▶ _TO DO_
Duplicate word for word the part of the adult education discussion that opens with the words containing "I guess that" and closes with "in not reoffending.".

▶ _TEXT SECTION_

%%

And it is not just offenders - adult education is a life-changing and life-enhancing experience. As a former mature student myself, I wouldn't be a lecturer if it hadn't existed. The whole thing is so damn emotional and at times emotionally draining. That is why all of us, students, tutors and even administrators are so wrapped up in it, so committed and, at the current time, are so distressed, hurt and are grieving.

DorsetDipper said...

well ... I'm not trying to denigrate the value of adult education in any way, and agree with you that there should be more of it, but ... and I did put a question mark on as I thought you would have the answers.

you did say "that is the power of adult education", so I thought there was an implicit claim of cause and effect.

I was just saying that the group of prisoners who choose to do adult education is probably quite different from those who don't, and hence its impossible to say that their low rate of recidivism is due to the education they receive; it might be that there is a strong correlation between those prisoners who choose to do adult education and those who wouldn't have reoffended anyway.

I guess that a number of prisoner students may have a record of several offenses and sentences, in which case there would be more evidence for the decision to do adult education and/or the education they then receive as being a contributory factor in not reoffending.

I wasn't saying that their adult education wasn't worth doing.

DorsetDipper said...

%%

▶ _SUPPLIED ENTRIES_
%%

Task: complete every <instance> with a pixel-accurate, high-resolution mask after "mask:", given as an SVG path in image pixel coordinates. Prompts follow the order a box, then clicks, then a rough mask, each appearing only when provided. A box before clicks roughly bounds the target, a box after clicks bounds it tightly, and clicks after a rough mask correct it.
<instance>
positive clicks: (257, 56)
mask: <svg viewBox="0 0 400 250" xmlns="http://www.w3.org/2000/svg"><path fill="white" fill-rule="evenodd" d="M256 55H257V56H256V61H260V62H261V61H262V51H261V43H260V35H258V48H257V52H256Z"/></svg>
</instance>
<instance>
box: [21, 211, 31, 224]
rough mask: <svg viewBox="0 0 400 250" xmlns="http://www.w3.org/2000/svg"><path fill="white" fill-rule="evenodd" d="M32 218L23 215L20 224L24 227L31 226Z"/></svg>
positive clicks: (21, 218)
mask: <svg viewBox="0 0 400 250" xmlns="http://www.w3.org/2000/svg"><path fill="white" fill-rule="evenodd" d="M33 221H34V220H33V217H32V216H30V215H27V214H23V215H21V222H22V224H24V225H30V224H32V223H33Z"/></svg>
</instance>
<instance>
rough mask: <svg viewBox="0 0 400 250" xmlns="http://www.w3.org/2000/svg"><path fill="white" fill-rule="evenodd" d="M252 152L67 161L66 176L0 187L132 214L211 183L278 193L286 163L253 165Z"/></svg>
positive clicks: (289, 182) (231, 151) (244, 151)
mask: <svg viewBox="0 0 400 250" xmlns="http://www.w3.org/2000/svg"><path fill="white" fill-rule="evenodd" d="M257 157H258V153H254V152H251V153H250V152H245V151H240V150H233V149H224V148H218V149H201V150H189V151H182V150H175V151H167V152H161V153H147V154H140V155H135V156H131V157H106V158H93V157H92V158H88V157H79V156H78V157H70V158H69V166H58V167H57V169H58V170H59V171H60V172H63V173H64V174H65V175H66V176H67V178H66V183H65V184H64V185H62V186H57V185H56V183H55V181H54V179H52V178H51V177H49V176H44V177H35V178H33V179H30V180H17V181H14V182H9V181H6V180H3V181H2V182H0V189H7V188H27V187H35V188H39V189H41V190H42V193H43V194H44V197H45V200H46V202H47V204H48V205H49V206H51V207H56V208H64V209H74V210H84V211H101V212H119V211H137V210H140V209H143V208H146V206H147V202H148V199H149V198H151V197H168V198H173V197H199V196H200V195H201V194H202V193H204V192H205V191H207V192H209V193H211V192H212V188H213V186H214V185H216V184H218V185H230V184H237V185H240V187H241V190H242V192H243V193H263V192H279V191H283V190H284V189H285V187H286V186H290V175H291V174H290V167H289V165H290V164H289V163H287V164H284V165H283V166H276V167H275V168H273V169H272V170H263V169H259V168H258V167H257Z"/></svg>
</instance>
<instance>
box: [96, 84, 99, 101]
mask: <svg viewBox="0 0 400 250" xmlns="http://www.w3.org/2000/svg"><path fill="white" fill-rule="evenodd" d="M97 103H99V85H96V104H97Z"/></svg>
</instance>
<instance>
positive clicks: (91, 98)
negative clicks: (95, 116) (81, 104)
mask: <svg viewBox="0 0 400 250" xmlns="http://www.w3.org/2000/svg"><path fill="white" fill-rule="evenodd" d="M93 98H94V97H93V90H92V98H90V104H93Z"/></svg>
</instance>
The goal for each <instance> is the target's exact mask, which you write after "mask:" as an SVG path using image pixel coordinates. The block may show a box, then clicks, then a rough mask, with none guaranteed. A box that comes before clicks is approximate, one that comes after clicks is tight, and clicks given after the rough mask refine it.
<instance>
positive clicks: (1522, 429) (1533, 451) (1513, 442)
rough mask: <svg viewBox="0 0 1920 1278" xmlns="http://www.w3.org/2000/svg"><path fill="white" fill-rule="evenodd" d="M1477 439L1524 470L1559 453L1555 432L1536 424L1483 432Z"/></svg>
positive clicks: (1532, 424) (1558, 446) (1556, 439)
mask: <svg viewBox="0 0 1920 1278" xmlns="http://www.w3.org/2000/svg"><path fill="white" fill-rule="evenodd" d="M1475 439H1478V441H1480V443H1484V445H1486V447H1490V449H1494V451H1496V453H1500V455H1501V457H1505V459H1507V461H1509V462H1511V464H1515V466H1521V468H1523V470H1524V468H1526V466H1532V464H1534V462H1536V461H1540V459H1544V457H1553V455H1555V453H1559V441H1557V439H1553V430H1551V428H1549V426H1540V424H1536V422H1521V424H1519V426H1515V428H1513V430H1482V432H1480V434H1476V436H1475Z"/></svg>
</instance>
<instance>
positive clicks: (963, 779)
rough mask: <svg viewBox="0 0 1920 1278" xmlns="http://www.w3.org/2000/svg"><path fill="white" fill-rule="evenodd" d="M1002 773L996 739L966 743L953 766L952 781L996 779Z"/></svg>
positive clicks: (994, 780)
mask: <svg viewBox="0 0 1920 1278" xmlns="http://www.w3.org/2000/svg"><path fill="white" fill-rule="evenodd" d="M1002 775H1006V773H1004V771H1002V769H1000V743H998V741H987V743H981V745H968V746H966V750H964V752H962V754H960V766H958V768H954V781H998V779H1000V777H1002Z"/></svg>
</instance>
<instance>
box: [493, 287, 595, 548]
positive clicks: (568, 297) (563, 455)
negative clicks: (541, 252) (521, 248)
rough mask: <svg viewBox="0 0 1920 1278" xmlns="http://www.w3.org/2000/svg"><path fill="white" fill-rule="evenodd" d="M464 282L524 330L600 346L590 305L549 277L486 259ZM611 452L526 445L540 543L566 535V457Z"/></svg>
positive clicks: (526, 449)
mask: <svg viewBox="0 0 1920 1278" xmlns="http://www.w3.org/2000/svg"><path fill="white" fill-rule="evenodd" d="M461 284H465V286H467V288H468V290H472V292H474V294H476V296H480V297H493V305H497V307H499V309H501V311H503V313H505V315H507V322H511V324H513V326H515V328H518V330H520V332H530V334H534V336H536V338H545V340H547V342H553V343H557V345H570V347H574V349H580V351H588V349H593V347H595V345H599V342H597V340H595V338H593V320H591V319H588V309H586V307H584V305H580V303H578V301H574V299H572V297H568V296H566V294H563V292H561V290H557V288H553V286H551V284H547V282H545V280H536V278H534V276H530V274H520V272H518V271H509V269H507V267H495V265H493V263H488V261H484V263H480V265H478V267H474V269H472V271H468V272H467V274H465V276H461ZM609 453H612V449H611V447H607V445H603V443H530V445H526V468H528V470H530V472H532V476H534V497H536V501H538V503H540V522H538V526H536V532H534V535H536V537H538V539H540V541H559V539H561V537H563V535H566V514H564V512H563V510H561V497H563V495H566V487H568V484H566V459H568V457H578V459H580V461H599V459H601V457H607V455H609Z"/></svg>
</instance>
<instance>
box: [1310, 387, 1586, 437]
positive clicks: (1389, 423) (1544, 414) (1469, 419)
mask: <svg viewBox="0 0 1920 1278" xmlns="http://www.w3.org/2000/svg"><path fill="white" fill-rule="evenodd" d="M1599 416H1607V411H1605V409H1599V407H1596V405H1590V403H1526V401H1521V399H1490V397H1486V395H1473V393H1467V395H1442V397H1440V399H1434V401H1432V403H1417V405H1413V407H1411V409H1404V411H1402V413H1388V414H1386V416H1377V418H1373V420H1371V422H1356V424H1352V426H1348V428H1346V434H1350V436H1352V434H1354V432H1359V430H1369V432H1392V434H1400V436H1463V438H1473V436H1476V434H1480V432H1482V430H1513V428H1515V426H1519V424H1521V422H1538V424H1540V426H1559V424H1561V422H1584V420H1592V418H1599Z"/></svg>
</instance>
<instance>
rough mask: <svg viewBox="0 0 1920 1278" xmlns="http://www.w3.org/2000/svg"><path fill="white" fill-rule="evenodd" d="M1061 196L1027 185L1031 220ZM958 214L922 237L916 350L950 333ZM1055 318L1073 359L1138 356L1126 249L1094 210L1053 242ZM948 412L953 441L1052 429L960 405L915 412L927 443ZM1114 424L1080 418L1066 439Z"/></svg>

%%

▶ _RESPONSE AREA_
I guess that a number of prisoner students may have a record of several offenses and sentences, in which case there would be more evidence for the decision to do adult education and/or the education they then receive as being a contributory factor in not reoffending.